# [Page extract]
------------------------
Making ArgoCD 100x Faster 🚀

In September 2022, Cabify marked the end of an era by announcing a major shift: transitioning from deploying our services with an in-house CI/CD tool to embracing GitOps with ArgoCD*.

In essence, this move meant:

How it works

Setup Overview:

A manifest monorepo that provides an SSOT, improved team collaboration with a global visibility and easier migrations from the previous system.
Each Kubernetes cluster has its own ArgoCD instance.
Push-based model.
Use of App of Apps pattern.
Each application has its own code repository and its own manifest definition.
Application definitions inside the Monorepo are grouped by owner, service, and environment they belong to.

And as it always is, in the beginning, ArgoCD ran flawlessly: it was fast, efficient, required minimal resources, and developers were highly satisfied but after two years and exponential growth in applications and clusters, teams began raising issues and questions about ArgoCD’s performance in our Kubernetes Testing Environments (KTEs)**.

Here’s the story of how we enhanced our ArgoCD performance by 100x and shared those improvements with the community

ℹ️
If you want to learn more about the journey we’ve taken to implement ArgoCD at Cabify, and KTEs check out the post “Scaling ArgoCD to 50+ Testing Environments.”

But…Wait! Who announced it?

Let me introduce you to who we are 😎!

We are the Developer Experience (DevX) Team at Cabify, a part of our Engineering organization dedicated to making life easier for developers. We’re here to streamline workflows, create tools, and optimize environments so our developers can focus on building amazing products for our users. In essence,

“We build products for those who build the product”

and yes! deployment is a fundamental part of our responsibilities.

The problem

At the beginning of 2024, it became increasingly common to encounter issues related to the performance of ArgoCD, particularly concerning application changes not being reflected in the target cluster.

This type of problem was twofold:

As the development loop expanded, teams took longer to validate their changes.
Most of the time in DevX was spent resolving these types of incidents rather than progressing on other initiatives.

To understand better the problem, let me describe briefly the ArgoCD architecture and focus on the components related:

ArgoCD Architecture

Argo UI & CLI: The ArgoCD UI provides a visual dashboard for managing applications, while the CLI allows programmatic interaction for automation.
API Server: Acts as the main interface for communication between ArgoCD components and external systems.
Repo Server: Fetches application manifests from Git repositories and serves them to the application controller building the kubernetes manifest based on source files.
------------------------
Please reproduce the stretch of the ArgoCD write-up from "To understand better" through "interaction for automation.", swapping "dashboard" for "console".
------------------------
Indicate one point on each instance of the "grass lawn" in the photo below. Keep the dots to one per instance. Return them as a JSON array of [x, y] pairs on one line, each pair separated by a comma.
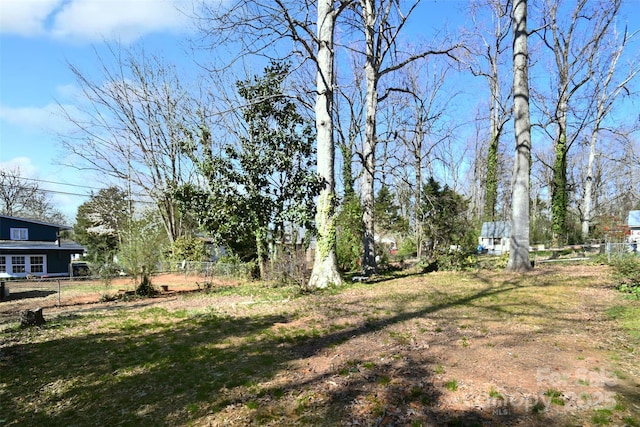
[[558, 346]]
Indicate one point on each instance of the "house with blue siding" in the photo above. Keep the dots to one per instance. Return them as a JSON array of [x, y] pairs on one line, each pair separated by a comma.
[[34, 248], [633, 222]]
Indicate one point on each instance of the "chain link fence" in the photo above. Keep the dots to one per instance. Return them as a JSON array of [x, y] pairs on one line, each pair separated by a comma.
[[617, 250], [207, 269]]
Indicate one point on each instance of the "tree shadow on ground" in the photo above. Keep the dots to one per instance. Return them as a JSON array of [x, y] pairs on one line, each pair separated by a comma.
[[18, 295]]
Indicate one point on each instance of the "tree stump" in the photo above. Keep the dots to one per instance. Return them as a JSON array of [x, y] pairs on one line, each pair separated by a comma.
[[31, 318]]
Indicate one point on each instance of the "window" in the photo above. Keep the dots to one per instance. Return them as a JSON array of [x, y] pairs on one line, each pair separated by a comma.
[[18, 264], [37, 264], [19, 234]]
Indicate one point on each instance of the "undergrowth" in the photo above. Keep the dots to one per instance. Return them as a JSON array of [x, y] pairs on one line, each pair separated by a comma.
[[626, 273]]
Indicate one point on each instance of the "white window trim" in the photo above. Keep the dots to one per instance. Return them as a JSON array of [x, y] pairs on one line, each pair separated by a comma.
[[27, 265], [19, 234]]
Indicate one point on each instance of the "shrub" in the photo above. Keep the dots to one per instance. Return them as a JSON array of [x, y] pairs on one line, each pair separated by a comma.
[[450, 261], [145, 288]]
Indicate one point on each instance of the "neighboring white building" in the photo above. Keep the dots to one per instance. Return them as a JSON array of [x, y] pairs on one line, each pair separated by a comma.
[[494, 236], [633, 222]]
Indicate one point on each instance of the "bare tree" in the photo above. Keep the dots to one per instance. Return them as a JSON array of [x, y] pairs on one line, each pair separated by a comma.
[[382, 22], [487, 62], [23, 197], [260, 27], [420, 126], [130, 128], [574, 45], [519, 240], [610, 84]]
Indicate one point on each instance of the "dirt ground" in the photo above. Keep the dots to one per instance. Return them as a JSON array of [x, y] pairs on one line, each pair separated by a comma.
[[59, 297], [505, 367]]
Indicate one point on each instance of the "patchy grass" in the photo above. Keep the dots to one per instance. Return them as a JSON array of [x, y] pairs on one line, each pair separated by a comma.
[[368, 354]]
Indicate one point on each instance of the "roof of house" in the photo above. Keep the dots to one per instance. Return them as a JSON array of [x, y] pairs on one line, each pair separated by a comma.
[[40, 246], [34, 221], [495, 229]]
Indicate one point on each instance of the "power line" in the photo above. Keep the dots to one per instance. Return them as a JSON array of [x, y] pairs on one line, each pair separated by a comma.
[[68, 193]]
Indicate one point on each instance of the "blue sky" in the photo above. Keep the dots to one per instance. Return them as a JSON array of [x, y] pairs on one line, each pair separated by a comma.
[[37, 40], [39, 37]]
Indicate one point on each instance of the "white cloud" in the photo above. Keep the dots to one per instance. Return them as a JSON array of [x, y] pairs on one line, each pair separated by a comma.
[[93, 20], [47, 119], [25, 17], [123, 20]]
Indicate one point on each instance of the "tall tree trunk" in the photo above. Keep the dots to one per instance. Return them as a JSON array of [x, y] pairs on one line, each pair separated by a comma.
[[418, 216], [519, 240], [588, 187], [559, 193], [325, 266], [368, 192], [491, 192]]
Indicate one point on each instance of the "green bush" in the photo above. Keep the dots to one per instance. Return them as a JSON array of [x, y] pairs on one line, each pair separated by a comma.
[[626, 272], [450, 261], [145, 288]]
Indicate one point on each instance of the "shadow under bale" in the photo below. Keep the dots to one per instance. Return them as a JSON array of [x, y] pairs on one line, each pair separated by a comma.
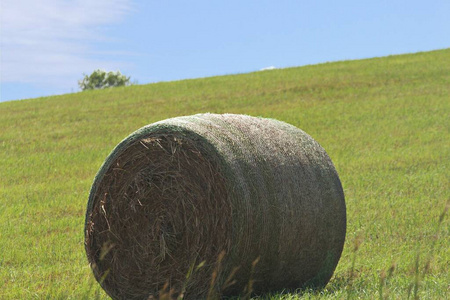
[[181, 192]]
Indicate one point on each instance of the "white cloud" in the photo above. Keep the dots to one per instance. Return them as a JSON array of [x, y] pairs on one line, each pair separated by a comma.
[[268, 68], [51, 42]]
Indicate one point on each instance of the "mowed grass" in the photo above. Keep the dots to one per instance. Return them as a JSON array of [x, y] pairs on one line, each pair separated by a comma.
[[383, 121]]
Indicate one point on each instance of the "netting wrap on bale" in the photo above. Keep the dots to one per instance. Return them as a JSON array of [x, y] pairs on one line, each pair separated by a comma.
[[214, 205]]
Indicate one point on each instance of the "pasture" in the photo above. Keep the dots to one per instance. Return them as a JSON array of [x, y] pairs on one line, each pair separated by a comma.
[[383, 121]]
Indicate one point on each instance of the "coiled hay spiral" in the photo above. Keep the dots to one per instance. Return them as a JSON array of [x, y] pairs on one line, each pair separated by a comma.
[[182, 192]]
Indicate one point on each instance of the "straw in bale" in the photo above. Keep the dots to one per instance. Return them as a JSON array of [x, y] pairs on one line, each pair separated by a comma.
[[179, 193]]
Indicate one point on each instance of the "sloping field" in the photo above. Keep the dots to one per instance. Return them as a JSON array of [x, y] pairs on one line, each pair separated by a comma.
[[383, 121]]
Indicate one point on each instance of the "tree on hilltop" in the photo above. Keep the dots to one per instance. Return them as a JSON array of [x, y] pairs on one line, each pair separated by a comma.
[[100, 79]]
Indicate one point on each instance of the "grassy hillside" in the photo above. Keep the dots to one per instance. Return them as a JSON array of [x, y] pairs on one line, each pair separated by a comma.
[[383, 121]]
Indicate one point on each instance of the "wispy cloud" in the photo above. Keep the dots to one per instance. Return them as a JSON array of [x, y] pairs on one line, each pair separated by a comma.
[[268, 68], [52, 42]]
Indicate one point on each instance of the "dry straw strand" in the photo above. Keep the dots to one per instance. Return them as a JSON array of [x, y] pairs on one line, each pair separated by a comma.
[[208, 189]]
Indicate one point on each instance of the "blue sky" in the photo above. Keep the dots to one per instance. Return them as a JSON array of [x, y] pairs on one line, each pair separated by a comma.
[[47, 45]]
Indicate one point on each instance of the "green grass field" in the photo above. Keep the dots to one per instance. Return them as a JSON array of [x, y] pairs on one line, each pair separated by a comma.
[[383, 121]]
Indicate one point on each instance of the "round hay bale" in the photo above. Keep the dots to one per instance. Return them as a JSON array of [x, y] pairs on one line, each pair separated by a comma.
[[211, 205]]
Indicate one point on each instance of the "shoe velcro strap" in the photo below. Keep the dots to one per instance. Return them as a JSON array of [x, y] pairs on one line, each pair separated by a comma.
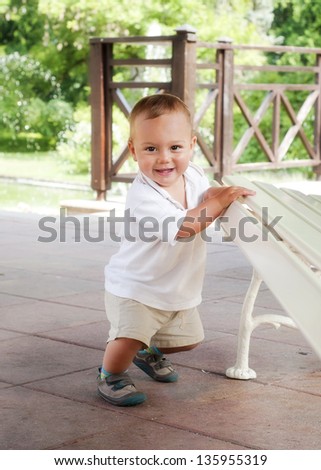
[[163, 363], [121, 379]]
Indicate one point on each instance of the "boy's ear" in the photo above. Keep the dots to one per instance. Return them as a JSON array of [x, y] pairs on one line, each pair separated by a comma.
[[132, 148], [193, 142]]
------------------------
# [Solution to the exercise]
To understand better the problem, let me describe briefly the ArgoCD architecture and focus on the components related:

ArgoCD Architecture

Argo UI & CLI: The ArgoCD UI provides a visual console for managing applications, while the CLI allows programmatic interaction for automation.